So what do we do? We focus exclusively on developing our website template entitled "puresilva" - this template can be used for both e-commerce and general content managed websites. We also focus on supporting our customers who use our template.

We are based in the United Kingdom, and primarily deal with UK based businesses - but have now launched a number of sites for overseas clients based in South Africa, Hong Kong, Thailand, the USA, Australia and New Zealand.

Andrew Lang Launched on July 27th 2004 by Andrew Lang under the label of "shoptemplate" (shoptemplate.co.uk), the template was rebranded as puresilva on April 9th 2006 due to expanding features that were non-ecommerce related.

puresilva has become a popular website template now used by many websites - from e-commerce sites to information sites to blogs/community sites. We are a small company focusing on a personal service to our customers while offering an excellent product at fantastic value.

Why was puresilva developed?

templateWe identifed a niche in the website development market - somewhere between the bespoke development market (i.e. making 'handmade', tailored websites) and the free website template services such as osCommerce, Drupal, Joomla etc.

Bespoke website design is expensive and risky, and unless you require very specific functionality for your website, complete overkill. Even if you do have a unique set of requirements that no template can offer you, a bespoke website may lack on-page search engine optimization, fail usability tests, or simply be inaccessible to a number of website visitors and even search engines. Even if it "ticks all the boxes", you will inevitably end up paying for updates to the site since it's bespoke - which can easily double your expenditure from your initial outlay over as short a time as 12 months. Just consider how much it would cost to have a responsive, mobile-friendly version of your bespoke site as one example. And how much would you have to pay a website developer to provide all these updates? Our customers didn't have to pay a penny.

And the clincher: after your website launches, what kind of marketing help will you receive from your website developers? Do they even have this knowledge, or will you find yourself locating yet another professional and paying for more services (e.g. Search Engine Optimization services)?

On the other side, you have website templates such as CubeCart, OsCommerce, Joomla, Drupal etc. We see good and bad in these solutions.

------------------------------

To do>
1. In the puresilva text, on what date was the template rebranded as puresilva?
2. Echo the part of the puresilva text starting with "Why was puresilva" and going on through "Drupal, Joomla etc.".
3. Translate this sentence from the puresilva text into Spanish: "We also focus on supporting our customers who use our template."

Information supplied>
------------------------------

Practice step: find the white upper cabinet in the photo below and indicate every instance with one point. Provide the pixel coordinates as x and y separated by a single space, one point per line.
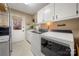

------------------------------

Answers provided>
1. April 9th 2006

2.
Why was puresilva developed?

templateWe identifed a niche in the website development market - somewhere between the bespoke development market (i.e. making 'handmade', tailored websites) and the free website template services such as osCommerce, Drupal, Joomla etc.

3. También nos centramos en dar soporte a nuestros clientes que usan nuestra plantilla.